§ REQUIREMENTS:
Reproduce, word for word, every line starting at the line that contains "Where can the car" and ending with the final line of the entries.

※ ※ ※

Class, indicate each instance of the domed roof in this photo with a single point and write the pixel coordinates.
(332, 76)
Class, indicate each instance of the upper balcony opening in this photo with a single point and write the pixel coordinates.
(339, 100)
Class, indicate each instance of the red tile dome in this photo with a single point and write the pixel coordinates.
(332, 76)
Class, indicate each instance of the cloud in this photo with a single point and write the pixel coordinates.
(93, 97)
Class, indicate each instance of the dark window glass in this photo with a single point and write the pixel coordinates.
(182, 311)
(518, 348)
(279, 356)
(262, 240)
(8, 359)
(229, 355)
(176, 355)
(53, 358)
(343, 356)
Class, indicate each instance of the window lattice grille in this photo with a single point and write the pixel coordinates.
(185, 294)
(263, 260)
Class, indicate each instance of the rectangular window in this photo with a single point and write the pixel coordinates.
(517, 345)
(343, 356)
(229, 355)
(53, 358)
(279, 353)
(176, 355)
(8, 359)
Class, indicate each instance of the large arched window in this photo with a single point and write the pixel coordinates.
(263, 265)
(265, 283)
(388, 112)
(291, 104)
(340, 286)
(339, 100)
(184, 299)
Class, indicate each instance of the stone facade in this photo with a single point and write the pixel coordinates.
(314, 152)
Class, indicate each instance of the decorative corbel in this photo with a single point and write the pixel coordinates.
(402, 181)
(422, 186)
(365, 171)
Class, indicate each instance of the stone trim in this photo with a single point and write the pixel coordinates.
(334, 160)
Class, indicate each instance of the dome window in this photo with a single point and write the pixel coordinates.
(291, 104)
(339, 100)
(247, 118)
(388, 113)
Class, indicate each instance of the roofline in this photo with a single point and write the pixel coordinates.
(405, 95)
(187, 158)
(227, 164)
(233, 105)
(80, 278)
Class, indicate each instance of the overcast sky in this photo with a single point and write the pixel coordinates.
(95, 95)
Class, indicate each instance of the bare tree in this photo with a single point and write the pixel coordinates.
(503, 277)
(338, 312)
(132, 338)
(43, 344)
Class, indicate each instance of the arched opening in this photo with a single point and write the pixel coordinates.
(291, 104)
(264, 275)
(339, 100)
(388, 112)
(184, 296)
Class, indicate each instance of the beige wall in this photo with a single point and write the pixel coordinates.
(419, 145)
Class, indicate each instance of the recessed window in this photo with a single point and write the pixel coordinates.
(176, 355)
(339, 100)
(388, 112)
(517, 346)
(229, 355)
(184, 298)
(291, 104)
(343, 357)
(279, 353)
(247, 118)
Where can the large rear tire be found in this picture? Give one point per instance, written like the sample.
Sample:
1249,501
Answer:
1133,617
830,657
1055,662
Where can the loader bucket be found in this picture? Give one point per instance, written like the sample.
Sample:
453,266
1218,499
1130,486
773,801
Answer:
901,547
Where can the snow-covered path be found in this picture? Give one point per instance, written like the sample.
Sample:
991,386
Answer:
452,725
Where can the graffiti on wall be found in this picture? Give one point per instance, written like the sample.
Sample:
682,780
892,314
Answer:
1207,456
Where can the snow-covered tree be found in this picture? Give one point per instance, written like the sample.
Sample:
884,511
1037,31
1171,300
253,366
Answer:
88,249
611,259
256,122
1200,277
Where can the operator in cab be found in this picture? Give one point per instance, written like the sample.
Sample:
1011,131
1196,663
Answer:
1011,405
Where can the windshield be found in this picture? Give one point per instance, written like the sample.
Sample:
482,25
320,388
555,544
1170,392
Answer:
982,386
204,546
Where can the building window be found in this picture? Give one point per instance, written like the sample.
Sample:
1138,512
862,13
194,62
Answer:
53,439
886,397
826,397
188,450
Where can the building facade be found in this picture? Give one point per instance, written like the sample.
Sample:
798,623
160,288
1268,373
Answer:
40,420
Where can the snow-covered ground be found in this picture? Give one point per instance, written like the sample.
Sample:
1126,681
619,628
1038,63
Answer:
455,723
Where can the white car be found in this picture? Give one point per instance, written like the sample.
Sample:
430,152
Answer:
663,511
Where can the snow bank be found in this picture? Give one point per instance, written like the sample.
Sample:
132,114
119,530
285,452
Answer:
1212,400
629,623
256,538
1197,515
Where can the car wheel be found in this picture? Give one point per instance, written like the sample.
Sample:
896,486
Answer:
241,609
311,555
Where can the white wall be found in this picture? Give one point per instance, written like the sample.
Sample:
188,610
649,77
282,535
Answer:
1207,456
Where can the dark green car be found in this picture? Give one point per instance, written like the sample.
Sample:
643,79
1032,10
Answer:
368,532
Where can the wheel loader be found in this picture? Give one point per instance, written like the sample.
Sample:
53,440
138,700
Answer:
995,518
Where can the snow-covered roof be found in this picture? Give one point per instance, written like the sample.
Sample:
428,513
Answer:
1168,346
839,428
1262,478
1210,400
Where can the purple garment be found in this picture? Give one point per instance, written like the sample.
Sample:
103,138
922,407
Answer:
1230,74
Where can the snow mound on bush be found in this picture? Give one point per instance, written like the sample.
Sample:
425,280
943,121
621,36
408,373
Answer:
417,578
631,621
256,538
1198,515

※ ※ ※

§ WRITTEN ANSWER:
Where can the car wheel be found in this picture? Give one point per instance, written like the sample.
Sample:
896,486
Answer:
241,609
311,555
Where can the white wall be found in this picture? Give one point per instance, written like the sample.
Sample:
188,610
649,77
282,535
Answer:
1207,456
Where can the dark green car be found in this picture? Give one point per instance, written like the sample.
Sample:
643,79
1032,10
Answer:
368,532
Where can the wheel loader be found in this picture? Give one point per instance, written like the sample.
Sample:
53,440
138,700
Answer:
995,518
Where can the snow-covered roof be found in this picture? Give one point per instance, written like the sample.
Sample:
428,513
Answer:
1168,346
839,428
1262,478
1210,400
Where can the purple garment be found in this picture? Give one point per instance, written like the sample.
Sample:
103,138
922,407
Answer:
1230,74
Where can the snow mound on bush be found in this picture? Give one point per instance, written like the sample.
Sample:
425,280
943,121
621,36
408,373
Answer:
417,578
631,621
256,538
1198,515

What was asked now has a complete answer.